(Dataset extract):
━━━━━━━━

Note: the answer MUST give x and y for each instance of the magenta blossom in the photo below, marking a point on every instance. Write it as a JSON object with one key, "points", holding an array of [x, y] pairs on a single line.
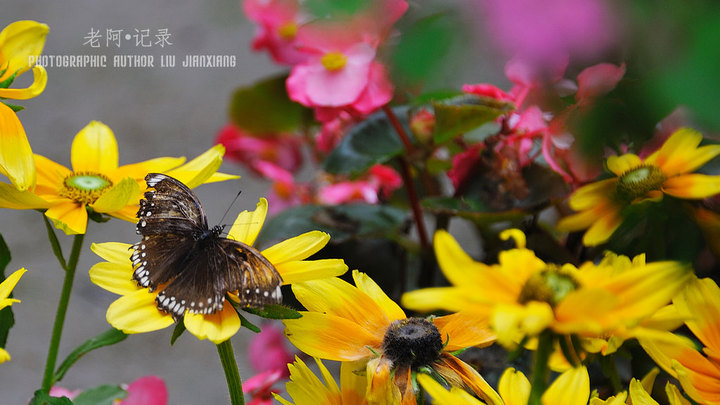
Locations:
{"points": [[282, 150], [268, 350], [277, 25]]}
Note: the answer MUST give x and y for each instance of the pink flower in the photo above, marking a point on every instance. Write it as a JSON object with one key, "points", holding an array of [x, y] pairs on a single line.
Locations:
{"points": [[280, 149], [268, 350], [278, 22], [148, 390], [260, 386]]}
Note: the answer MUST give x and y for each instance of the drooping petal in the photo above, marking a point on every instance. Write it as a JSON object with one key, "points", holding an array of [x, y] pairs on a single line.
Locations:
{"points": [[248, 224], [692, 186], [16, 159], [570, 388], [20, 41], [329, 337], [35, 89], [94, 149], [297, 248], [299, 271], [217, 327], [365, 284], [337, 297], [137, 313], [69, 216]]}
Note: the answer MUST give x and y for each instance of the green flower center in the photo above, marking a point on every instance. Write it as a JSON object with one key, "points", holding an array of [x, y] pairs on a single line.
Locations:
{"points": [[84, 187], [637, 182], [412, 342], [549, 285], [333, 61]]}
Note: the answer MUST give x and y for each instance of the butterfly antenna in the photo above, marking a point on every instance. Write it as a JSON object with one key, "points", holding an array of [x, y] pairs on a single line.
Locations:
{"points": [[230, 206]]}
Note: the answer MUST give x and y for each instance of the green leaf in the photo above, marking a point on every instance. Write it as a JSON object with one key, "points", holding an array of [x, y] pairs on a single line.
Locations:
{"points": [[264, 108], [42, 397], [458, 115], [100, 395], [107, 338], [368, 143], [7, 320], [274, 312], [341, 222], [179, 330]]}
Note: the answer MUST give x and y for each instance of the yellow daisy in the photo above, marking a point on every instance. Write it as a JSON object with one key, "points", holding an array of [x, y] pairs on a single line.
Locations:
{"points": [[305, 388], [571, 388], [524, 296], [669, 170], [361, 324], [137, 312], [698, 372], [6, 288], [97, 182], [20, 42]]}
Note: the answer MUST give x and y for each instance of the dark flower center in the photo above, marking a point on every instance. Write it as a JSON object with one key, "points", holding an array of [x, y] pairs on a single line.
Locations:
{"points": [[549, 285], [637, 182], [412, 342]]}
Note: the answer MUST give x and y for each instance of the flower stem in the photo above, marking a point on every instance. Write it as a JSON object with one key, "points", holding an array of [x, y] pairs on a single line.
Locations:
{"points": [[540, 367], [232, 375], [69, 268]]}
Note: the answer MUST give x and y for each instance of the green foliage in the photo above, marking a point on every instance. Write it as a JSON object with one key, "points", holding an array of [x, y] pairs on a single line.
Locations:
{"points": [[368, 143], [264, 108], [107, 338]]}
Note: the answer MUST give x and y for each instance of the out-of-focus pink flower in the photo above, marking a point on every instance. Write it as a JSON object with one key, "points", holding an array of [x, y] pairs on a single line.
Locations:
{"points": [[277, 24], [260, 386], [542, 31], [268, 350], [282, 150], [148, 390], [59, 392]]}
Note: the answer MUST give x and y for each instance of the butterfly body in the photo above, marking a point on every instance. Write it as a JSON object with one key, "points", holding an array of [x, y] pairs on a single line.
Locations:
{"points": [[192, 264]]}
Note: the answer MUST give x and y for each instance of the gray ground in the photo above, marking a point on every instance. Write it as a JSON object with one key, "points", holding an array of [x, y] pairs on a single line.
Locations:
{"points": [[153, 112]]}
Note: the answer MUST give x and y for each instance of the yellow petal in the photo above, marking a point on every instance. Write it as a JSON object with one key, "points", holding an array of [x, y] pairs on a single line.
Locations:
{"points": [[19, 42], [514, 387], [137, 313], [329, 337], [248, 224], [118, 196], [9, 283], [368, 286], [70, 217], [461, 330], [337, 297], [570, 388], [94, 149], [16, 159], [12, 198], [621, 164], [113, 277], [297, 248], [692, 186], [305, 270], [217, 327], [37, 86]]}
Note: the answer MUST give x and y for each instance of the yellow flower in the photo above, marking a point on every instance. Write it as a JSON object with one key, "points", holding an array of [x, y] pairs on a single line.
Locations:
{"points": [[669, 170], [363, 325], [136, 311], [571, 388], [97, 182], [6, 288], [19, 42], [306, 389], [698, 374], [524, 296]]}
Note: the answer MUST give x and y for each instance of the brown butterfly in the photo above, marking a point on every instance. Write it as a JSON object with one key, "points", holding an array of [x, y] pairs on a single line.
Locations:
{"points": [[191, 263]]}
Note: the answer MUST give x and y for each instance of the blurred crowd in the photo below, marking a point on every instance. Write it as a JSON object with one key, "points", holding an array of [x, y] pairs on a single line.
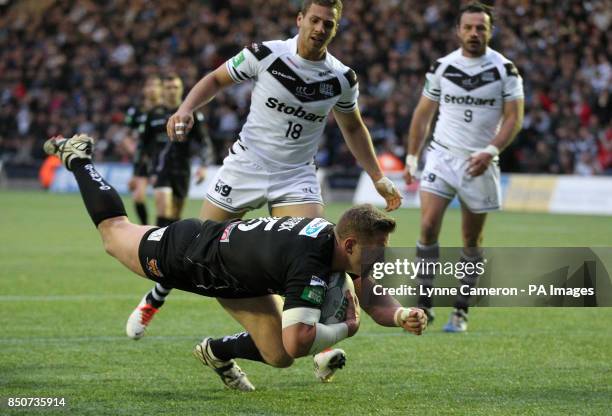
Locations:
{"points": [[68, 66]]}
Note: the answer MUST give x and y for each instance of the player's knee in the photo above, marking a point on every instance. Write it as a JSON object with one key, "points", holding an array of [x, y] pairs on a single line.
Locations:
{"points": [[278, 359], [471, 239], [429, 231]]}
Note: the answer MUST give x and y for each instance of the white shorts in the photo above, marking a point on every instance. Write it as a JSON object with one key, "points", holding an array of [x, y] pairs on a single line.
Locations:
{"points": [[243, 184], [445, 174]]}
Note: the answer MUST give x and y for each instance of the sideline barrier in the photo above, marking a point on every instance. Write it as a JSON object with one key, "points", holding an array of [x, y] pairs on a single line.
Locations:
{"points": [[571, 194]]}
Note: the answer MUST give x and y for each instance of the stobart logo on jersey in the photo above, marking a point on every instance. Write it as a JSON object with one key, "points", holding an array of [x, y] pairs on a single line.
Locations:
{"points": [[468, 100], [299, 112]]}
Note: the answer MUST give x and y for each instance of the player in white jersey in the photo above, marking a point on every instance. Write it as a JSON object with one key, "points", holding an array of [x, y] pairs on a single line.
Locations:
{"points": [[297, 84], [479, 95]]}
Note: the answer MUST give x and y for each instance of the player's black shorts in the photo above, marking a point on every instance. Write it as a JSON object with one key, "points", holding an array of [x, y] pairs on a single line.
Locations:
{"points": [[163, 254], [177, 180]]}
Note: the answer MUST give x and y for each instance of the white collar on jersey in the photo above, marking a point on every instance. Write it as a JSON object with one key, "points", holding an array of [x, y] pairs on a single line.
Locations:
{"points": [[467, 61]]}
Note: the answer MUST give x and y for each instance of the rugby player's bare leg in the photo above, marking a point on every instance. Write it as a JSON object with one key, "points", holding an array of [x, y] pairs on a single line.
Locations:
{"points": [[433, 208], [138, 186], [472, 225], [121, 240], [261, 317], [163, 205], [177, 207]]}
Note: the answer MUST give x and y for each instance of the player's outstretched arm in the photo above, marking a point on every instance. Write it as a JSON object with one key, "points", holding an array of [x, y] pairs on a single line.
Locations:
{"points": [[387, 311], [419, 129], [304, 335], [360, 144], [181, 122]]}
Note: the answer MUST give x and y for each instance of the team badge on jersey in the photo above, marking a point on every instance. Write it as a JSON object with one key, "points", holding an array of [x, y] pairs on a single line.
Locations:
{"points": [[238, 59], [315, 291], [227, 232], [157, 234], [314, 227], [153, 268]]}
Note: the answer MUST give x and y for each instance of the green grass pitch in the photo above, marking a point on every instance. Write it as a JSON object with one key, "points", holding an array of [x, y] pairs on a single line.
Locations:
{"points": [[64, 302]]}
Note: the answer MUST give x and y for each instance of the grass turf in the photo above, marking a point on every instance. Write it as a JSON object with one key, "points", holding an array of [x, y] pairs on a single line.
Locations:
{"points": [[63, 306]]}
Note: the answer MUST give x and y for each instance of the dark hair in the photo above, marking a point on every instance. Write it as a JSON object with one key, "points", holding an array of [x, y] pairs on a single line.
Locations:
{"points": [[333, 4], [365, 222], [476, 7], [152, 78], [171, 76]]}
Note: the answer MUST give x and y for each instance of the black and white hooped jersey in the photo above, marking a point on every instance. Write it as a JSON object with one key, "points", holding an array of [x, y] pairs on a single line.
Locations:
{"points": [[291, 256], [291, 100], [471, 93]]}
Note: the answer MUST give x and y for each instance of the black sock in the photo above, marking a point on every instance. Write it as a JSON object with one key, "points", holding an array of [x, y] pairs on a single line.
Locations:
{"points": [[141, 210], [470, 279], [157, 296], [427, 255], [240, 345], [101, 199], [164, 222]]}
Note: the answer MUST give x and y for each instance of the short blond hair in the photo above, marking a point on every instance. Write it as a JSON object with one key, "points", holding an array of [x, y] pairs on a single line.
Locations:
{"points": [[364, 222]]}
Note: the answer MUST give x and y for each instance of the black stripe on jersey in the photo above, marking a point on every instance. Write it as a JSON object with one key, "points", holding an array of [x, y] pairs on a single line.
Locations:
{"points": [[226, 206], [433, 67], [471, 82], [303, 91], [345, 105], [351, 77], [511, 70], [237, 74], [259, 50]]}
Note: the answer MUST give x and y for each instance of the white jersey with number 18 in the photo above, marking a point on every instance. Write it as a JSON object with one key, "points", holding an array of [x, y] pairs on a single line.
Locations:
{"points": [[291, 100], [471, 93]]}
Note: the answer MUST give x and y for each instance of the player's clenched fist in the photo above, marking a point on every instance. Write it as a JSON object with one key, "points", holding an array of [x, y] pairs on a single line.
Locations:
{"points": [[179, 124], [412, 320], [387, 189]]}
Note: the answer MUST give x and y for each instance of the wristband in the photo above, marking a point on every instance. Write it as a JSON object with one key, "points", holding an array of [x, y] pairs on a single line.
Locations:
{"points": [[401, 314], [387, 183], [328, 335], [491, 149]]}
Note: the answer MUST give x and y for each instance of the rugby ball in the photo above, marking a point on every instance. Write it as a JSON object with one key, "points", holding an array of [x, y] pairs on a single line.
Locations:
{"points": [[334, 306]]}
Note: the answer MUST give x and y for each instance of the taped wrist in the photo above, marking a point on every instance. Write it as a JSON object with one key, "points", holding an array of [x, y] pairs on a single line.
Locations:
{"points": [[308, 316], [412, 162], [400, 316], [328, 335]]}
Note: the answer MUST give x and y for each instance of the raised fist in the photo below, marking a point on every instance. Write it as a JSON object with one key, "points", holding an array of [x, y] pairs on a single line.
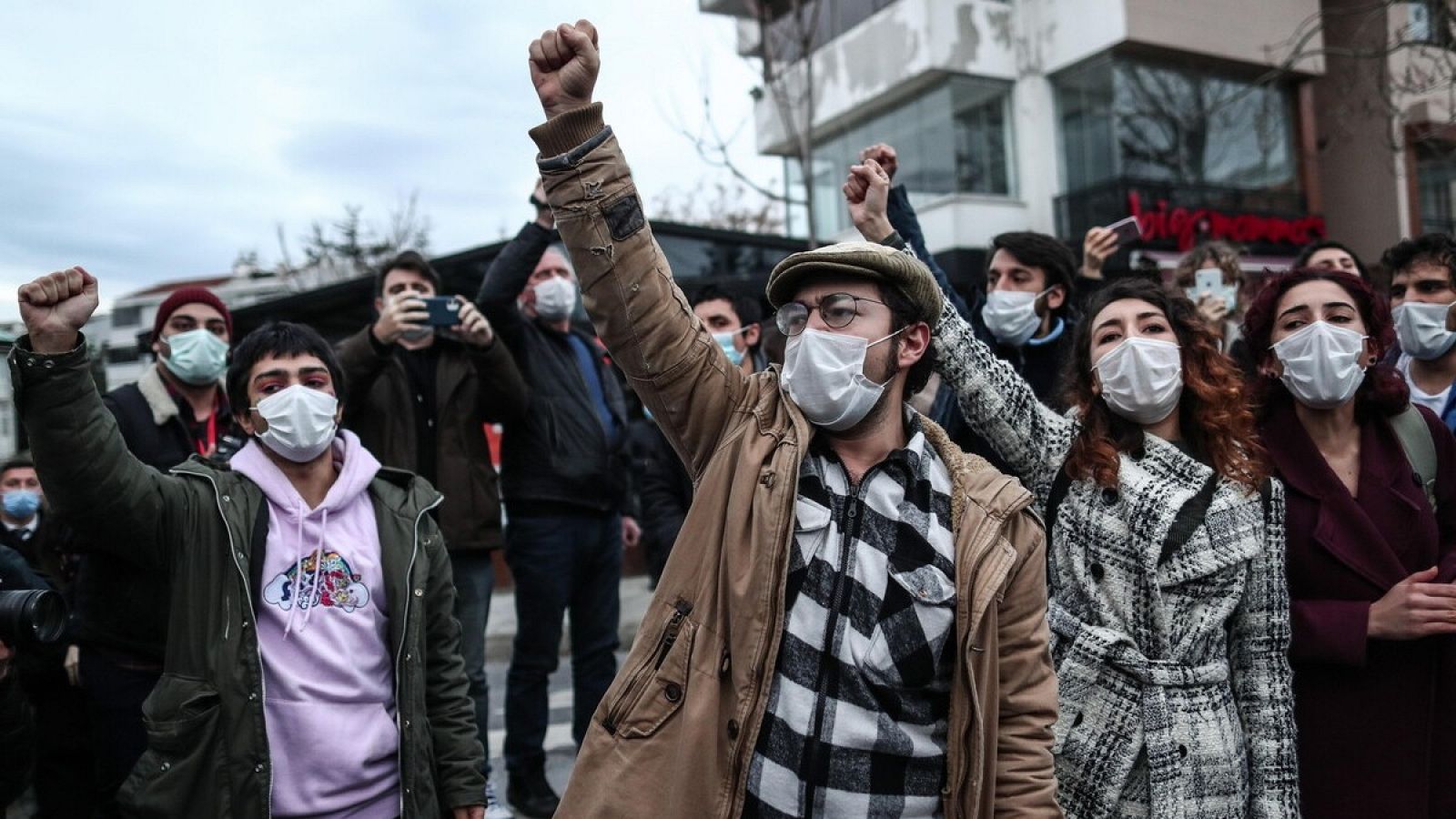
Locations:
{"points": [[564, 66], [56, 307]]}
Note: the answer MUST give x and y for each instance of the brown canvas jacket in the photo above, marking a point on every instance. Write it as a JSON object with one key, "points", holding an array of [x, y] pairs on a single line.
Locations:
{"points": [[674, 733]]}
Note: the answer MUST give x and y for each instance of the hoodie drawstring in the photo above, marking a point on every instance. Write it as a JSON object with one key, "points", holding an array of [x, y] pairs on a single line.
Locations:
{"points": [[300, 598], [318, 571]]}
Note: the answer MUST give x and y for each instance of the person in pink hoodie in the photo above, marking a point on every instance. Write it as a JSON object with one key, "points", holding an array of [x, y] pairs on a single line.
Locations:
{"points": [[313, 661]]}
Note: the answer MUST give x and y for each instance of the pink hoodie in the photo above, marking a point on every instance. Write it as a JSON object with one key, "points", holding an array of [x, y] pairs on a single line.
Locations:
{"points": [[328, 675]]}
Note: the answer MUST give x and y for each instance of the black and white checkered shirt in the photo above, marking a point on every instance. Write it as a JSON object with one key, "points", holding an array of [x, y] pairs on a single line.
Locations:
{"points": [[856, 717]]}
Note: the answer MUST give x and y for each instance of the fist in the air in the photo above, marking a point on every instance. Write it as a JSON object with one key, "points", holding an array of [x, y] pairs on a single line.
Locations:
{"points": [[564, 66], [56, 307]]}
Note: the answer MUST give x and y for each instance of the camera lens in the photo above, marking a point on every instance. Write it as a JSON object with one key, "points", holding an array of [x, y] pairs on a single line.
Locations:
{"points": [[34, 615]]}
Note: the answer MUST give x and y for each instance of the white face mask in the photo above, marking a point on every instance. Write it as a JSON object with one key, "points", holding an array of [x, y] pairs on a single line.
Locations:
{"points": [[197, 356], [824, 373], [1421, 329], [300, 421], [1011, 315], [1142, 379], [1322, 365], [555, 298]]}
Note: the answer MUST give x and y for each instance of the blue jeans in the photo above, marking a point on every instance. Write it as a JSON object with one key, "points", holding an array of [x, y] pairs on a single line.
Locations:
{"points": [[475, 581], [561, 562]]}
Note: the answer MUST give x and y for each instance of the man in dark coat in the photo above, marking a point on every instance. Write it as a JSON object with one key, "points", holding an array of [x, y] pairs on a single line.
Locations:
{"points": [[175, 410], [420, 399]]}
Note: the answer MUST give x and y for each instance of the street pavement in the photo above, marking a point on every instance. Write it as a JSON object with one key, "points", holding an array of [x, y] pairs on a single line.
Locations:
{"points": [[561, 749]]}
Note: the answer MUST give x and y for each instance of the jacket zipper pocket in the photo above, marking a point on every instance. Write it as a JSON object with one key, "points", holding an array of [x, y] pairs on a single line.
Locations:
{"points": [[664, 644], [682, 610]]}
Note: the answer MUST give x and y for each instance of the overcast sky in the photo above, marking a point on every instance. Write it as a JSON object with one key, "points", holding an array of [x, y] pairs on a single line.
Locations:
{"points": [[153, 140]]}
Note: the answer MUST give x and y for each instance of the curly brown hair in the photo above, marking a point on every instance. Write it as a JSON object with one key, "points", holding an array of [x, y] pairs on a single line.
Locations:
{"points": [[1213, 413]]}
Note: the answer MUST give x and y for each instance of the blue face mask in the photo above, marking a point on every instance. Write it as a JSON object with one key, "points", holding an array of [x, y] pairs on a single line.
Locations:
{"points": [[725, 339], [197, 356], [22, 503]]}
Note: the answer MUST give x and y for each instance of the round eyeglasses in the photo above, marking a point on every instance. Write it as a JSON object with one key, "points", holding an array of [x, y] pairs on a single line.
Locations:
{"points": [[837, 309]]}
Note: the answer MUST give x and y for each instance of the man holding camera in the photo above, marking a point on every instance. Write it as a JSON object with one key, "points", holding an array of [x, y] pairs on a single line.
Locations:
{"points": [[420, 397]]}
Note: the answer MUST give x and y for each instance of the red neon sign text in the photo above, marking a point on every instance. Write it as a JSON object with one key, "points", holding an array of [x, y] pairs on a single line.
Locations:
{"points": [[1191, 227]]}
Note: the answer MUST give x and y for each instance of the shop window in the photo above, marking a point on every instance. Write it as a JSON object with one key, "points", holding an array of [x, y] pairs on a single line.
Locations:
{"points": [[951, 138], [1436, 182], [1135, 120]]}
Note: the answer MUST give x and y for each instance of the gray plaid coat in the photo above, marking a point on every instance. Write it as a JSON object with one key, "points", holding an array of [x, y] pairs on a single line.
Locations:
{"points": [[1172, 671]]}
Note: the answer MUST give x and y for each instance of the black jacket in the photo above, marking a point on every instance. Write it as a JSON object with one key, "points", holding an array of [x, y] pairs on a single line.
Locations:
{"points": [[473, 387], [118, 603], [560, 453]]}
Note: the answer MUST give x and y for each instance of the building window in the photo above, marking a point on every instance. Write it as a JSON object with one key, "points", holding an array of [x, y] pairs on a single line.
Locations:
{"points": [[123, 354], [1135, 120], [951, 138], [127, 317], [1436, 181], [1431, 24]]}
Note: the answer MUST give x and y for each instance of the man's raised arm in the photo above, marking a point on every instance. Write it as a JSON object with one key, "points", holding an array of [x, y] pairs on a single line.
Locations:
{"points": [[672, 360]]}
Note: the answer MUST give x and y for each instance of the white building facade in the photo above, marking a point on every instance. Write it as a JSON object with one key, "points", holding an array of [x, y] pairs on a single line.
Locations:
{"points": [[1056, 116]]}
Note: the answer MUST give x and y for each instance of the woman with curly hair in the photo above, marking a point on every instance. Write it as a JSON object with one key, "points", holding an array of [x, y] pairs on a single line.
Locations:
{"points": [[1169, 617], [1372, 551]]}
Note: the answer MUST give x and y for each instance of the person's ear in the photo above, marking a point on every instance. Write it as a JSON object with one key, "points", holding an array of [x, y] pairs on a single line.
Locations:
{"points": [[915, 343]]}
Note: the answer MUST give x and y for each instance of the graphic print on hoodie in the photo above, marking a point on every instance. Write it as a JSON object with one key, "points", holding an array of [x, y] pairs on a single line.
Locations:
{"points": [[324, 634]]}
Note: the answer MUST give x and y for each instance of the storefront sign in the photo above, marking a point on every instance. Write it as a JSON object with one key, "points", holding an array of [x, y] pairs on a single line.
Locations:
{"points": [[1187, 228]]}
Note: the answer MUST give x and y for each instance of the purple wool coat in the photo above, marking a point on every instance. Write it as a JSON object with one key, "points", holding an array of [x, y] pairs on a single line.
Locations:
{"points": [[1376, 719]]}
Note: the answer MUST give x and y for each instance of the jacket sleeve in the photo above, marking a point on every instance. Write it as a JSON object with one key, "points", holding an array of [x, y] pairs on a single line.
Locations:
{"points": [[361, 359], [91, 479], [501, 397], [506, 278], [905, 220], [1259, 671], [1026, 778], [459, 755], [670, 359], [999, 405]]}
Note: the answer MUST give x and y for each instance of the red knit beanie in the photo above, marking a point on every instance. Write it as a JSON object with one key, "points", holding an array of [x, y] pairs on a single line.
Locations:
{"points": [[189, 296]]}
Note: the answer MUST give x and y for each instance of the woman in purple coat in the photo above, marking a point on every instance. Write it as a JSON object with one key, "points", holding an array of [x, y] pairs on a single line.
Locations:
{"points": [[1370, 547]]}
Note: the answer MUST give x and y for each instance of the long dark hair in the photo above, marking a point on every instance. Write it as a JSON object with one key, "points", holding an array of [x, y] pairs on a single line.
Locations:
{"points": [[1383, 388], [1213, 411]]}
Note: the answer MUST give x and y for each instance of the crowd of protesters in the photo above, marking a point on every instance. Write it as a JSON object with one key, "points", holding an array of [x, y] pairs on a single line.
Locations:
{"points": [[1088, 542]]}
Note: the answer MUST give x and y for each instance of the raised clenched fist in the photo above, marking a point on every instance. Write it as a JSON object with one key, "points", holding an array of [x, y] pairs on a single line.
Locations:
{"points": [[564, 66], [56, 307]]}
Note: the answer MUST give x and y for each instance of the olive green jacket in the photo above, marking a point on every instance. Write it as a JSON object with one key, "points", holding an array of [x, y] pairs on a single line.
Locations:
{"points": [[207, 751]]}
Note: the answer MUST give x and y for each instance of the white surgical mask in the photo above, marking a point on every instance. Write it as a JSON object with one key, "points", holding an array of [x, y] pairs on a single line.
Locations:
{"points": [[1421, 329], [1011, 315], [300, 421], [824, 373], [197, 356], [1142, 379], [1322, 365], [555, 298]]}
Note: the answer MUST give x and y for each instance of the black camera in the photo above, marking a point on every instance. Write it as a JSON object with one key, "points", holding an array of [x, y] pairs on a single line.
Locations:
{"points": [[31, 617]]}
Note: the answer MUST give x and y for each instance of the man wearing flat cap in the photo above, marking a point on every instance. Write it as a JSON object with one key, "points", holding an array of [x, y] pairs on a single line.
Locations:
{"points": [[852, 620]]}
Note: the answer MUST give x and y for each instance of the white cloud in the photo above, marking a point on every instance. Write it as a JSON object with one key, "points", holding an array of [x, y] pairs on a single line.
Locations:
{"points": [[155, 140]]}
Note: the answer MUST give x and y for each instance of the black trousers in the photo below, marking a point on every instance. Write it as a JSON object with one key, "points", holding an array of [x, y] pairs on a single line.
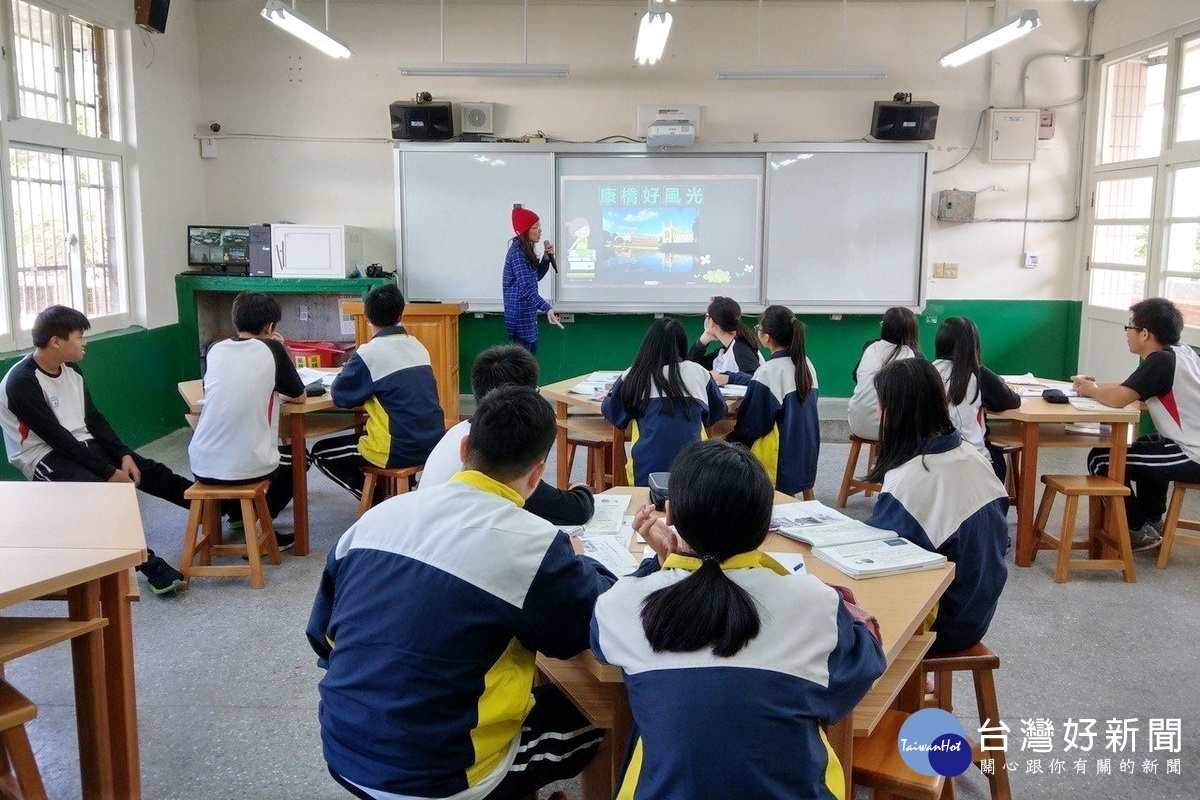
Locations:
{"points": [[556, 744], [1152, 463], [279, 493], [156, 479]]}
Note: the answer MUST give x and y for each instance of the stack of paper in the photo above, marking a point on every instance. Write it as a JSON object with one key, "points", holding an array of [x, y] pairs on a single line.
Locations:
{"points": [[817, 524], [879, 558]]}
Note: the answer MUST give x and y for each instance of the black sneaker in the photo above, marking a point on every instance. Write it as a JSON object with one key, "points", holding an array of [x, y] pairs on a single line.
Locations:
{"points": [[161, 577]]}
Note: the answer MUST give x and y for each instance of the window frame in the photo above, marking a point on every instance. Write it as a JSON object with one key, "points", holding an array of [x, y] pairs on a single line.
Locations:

━━━━━━━━

(Short exercise): Repeat verbatim the lines from the one holding "the black camera" through the end of the listing above, both ends included, but not the pictures.

(Written response):
Note: the answer MUST give x and y for each instance of the black camera in the photo above, marking a point on every instance. Write it as a JSON object with one key, "points", holding an array of [x, y] pairs on a single line.
Locations:
{"points": [[31, 617]]}
Note: the answer MUST give x and y for each instance of the man wearing flat cap in the photo above, marking a point on every instance. Write it as a JSON object with one key, "points", holding an array of [x, y] pairs on a single line.
Locations:
{"points": [[852, 620]]}
Note: the answer MUST give x and y for each instance of the white cloud in the photo above, marking a point on every instance. Write it as a JSON object with one key, "points", holding an array of [x, y] pairs on a single line.
Locations:
{"points": [[155, 140]]}
Note: the answer MUST give x and y for each instance of the black trousers in the photo below, marking a point on every instance. Write it as a JSON object with one key, "points", holding an array of [x, y] pairs on a single line.
Locations:
{"points": [[556, 744], [1152, 463], [279, 493], [156, 479]]}
Note: the answer MUST give x and y for each instance of the stack of paper in the photo above, marking a point on every instance. Write it as a JSON object with one key, "points", holding an array of [x, y] pairs on a single line.
Locations:
{"points": [[817, 524], [879, 558]]}
Note: the answer MUST give x and y for each instance of the black sneaker in the photo above, marking a point on every instance. Write it as a JSON object with one key, "points", holding an array of [x, y] pairs on a single line.
Locations:
{"points": [[161, 577]]}
Note: the answer MUST give x and y for each instance of the window frame in the photo above, marking a point on every instance. Write it as a JSON object with one key, "points", holding an array of [x, y] pairs on a single line.
Locations:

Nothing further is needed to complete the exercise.